■ Objective ■
According to the abstract on the lattice-based cryptography processor, what clock frequency and power consumption does the design reach for Kyber KEM 512 in silicon synthesis?

■ Excerpt to read ■
A Highly-efficient Lattice-based Post-Quantum Cryptography Processor for IoT Applications

Authors

  • Zewen Ye Zhejiang University, Hangzhou, China; City University of Hong Kong, Hong Kong, China
  • Ruibing Song Zhejiang University, Hangzhou, China
  • Hao Zhang Zhejiang University, Hangzhou, China
  • Donglong Chen BNU-HKBU United International College, Zhuhai, China
  • Ray Chak-Chung Cheung City University of Hong Kong, Hong Kong, China
  • Kejie Huang Zhejiang University, Hangzhou, China

DOI:

https://doi.org/10.46586/tches.v2024.i2.130-153

Keywords:

Post-quantum Cryptography, RISC-V, Single-Instruction-Multiple- Data, Lattice-Based Cryptography, Internet-of-Things

Abstract

Lattice-Based Cryptography (LBC) schemes, like CRYSTALS-Kyber and CRYSTALS-Dilithium, have been selected to be standardized in the NIST Post-Quantum Cryptography standard. However, implementing these schemes in resourceconstrained Internet-of-Things (IoT) devices is challenging, considering efficiency, power consumption, area overhead, and flexibility to support various operations and parameter settings. Some existing ASIC designs that prioritize lower power and area can not achieve optimal performance efficiency, which are not practical for battery-powered devices. Custom hardware accelerators in prior co-processor and processor designs have limited applications and flexibility, incurring significant area and power overheads for IoT devices. To address these challenges, this paper presents an efficient lattice-based cryptography processor with customized Single-Instruction-Multiple-Data (SIMD) instruction. First, our proposed SIMD architecture supports efficient parallel execution of various polynomial operations in 256-bit mode and acceleration of Keccak in 320-bit mode, both utilizing efficiently reused resources. Additionally, we introduce data shuffling hardware units to resolve data dependencies within SIMD data. To further enhance performance, we design a dual-issue path for memory accesses and corresponding software design methodologies to reduce the impact of data load/store blocking. Through a hardware/software co-design approach, our proposed processor achieves high efficiency in supporting all operations in lattice-based cryptography schemes. Evaluations of Kyber and Dilithium show our proposed processor achieves over 10x speedup compared with the baseline RISC-V processor and over 5x speedup versus ARM Cortex M4 implementations, making it a promising solution for securing IoT communications and storage. Moreover, Silicon synthesis results show our design can run at 200 MHz with 2.01 mW for Kyber KEM 512 and 2.13 mW for Dilithium 2, which outperforms state-of-the-art works in terms of PPAP (Performance x Power x Area).

■ Data block ■

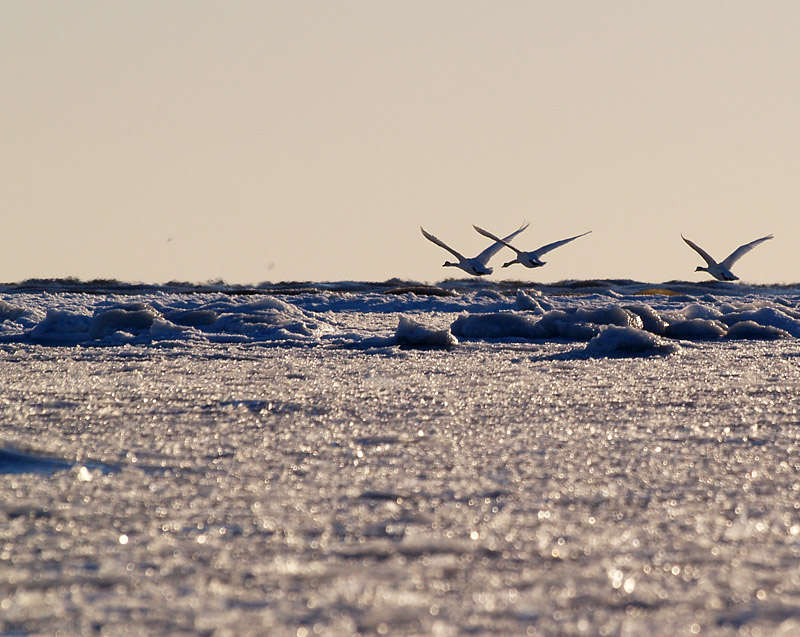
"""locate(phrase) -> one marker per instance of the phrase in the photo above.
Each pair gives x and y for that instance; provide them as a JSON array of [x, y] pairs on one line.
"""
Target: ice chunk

■ Output of the task ■
It runs at 200 MHz and uses 2.01 mW.